● DATA RECORDS

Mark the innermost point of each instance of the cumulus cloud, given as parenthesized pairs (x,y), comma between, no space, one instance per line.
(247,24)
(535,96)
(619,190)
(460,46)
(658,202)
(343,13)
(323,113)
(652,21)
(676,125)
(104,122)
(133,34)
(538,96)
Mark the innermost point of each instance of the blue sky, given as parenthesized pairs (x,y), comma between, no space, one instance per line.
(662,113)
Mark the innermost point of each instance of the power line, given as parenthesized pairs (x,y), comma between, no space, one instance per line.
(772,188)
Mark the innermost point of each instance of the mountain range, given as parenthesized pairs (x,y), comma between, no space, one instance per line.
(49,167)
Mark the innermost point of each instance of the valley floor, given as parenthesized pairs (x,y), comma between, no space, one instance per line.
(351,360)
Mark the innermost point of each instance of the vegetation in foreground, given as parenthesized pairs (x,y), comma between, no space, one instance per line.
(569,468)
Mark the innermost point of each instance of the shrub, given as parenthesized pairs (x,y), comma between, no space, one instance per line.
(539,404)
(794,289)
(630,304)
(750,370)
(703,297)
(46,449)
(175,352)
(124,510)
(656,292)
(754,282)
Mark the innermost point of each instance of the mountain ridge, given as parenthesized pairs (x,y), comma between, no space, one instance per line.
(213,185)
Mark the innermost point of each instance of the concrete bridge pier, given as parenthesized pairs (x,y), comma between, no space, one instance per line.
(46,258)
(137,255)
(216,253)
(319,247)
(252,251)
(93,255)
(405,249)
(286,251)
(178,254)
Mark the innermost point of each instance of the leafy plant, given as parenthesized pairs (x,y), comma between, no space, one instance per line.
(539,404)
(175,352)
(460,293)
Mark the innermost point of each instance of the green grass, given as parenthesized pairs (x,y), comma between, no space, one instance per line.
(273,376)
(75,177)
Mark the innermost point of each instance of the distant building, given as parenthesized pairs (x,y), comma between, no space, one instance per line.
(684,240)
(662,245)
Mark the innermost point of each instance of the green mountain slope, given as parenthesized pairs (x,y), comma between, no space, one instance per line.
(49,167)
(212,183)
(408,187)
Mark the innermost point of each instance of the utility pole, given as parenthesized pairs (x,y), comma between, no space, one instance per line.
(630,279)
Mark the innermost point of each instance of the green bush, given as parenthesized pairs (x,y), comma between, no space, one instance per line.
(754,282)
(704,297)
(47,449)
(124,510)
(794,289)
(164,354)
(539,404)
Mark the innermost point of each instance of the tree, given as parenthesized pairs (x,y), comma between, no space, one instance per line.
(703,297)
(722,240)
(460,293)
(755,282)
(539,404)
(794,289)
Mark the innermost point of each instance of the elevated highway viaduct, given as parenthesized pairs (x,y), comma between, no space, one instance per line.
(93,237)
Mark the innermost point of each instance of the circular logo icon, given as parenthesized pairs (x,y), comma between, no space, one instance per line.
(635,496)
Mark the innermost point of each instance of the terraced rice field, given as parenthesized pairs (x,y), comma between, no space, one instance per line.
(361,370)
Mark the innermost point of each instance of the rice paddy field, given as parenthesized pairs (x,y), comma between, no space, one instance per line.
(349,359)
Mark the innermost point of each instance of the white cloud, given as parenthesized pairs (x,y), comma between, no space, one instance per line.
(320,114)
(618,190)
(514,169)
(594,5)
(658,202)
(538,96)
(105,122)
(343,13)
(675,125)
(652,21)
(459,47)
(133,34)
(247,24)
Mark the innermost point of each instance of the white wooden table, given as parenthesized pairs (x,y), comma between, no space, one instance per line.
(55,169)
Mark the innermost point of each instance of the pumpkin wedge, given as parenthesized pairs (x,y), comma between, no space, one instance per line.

● DIRECTIONS
Starting at the line that contains "Mark the innermost point of each instance of the circular" and ending at the last line of the data, repeat each line exactly; include nothing else.

● TASK OUTPUT
Mark the innermost point of each instance of the circular logo icon, given as parenthesized pairs (x,y), comma between, no space, one instance per line.
(635,496)
Mark the innermost point of each instance of the terraced rice field, given as parenthesized pairs (x,y), comma between, no space, one instance per line.
(361,370)
Mark the innermost point of each instance of the rice paddy field, given as parenthesized pairs (x,y), comma between, no space, one instance per line.
(349,359)
Mark the innermost point of each instance of the white cloud, given as parenthesized pairs (x,y), comma between, no space, one instance per line.
(320,114)
(618,190)
(514,169)
(594,5)
(658,202)
(538,96)
(105,122)
(343,13)
(675,125)
(652,21)
(459,47)
(133,34)
(247,24)
Mark the innermost point of each instance of the white wooden table, given as parenthesized pairs (x,y), comma between, no space, one instance per line.
(55,169)
Mark the innermost point of each instance of the pumpkin wedge, given as parenthesized pairs (x,y), comma between, no space, one instance per line.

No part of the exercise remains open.